— Text to read —
[Start]
Better yet, perhaps Fstoppers would be best served if it avoided the presidential political theater that often thrives on raw emotion before the facts and logic catch up. Seems to me that there are plenty of politically charged stories about the Party of the Mirrors vs. the Party of the Mirrorless fueled by lobbyists from Canon, Nikon, and Sony that only Fstoppers can truly explore.

[Edited some horrendous spelling errors…where are those squiggly red underscores when you need them?]

Garth, Hopefully Fstoppers will continue to publish stories like this one so more people, and possibly you, can learn about the purpose and benefits of photojournalism. John Moore's work tells the story of asylum seekers and U.S. border agents at the Southwest border. Moore and Getty Images did not seek to anger anyone. It's called reporting. People who support Mr. Trump, John Kelly, Stephen Miller, Kirstjen Nielsen and Jeff Sessions may actually celebrate John Moore's moving images and cheer for more.
It has not been reported that the mother and toddler were separated but that is a safe assumption. Did you see the pictures of the toddlers shoe laces being removed, the mother in handcuffs, the pictures of children contained by fencing in buildings away from their parents ?

You want CNN to show empathy to the President and his administration ?
That's not the network's role. I bet you can easily access Fox News and Sinclair Broadcasting outlets daily if that is what you seek.

So much of what we know about the world and the human condition we've learned from photojournalism.

And how much of that photojournalism involved photos that were fraudulently exploited for a cause?

All too often, it’s all about the production and the packaging of the photo – not the facts. Mike Rowe from Dirty Jobs and Deadliest Catch has pointed out that stories are told from the production of the images. Producers have a story that they want to tell and package the images to tell it. But, this packaging may not be a true representation of the facts surrounding the images. If they wanted Deadliest Catch to be a comedy, they could have done so.

There’s a famous photo of a polar bear “helplessly trapped” on floating ice that became the poster bear for global warming. The fact that it swam to the mainland after the photo was taken tells a different story about being trapped.
[End]
— Listed records —
[Start]
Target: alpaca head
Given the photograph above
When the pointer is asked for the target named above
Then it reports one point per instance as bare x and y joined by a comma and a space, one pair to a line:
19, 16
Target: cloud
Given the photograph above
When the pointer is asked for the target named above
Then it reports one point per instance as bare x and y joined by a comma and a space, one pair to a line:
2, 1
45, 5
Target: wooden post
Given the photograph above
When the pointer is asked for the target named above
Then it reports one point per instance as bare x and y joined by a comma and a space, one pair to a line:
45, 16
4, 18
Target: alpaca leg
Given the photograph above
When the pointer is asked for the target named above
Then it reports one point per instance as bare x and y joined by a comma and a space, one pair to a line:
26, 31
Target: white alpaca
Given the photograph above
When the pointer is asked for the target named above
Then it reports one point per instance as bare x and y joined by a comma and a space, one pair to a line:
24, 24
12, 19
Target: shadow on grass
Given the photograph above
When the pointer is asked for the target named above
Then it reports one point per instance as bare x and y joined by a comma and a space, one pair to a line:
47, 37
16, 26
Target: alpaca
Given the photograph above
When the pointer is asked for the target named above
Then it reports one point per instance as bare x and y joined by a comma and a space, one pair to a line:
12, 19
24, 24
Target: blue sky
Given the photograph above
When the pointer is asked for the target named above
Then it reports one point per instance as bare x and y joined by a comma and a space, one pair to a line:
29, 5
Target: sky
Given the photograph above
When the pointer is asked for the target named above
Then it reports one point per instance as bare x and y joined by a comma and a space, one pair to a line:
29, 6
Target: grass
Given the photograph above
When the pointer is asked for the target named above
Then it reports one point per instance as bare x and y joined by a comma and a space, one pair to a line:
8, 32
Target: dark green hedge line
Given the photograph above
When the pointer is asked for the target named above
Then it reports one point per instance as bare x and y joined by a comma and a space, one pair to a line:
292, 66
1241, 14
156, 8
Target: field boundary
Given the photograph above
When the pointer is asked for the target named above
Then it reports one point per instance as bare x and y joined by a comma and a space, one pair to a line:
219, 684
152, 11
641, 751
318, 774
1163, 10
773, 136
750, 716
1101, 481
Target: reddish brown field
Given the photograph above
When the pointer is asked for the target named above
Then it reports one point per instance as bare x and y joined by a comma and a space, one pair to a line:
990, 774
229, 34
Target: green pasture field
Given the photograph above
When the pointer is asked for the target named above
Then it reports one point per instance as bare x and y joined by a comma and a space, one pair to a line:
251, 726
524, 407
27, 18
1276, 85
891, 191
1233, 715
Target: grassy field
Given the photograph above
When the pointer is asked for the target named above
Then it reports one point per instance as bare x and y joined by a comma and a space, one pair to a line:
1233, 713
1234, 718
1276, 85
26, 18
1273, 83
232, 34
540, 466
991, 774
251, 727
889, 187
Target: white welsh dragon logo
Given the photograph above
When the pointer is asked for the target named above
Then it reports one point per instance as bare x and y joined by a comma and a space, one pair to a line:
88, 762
[End]
— Required work —
Continue the reader discussion about photojournalism and the border photographs, starting after its final sentence.

— Output of the task —
CNN wants you to assume that this child was separated from its mother without cause and used this photo to stir the perception that all children are separated without cause. (There are cases where the familial relationship between child and accompanying adult is in question and separation is warranted for the safety of the child.) I want CNN and other “news” organizations to show empathy for the truth, regardless who is in office. There are numerous photos of children “caged” at the border under the previous administration. Were these photos given the same attention by CNN – or Fstoppers?

We can dive into the power of photos and the ethics of exploiting them when the facts are in question. It’s the spiral into debating political issues themselves that I seek to avoid in this forum. Don’t get me wrong. I’m not adverse to political discourse and the discovery of truth from fiction. But, I don’t think this is the forum for political discourse.

You bring up an excellent point, that being the purpose and benefits of photojournalism. That would have been a much better POV to address this photo. You being a photojournalist, how do you approach an assignment? Do you take photos to support a pre-written story or to support the story you find on the ground?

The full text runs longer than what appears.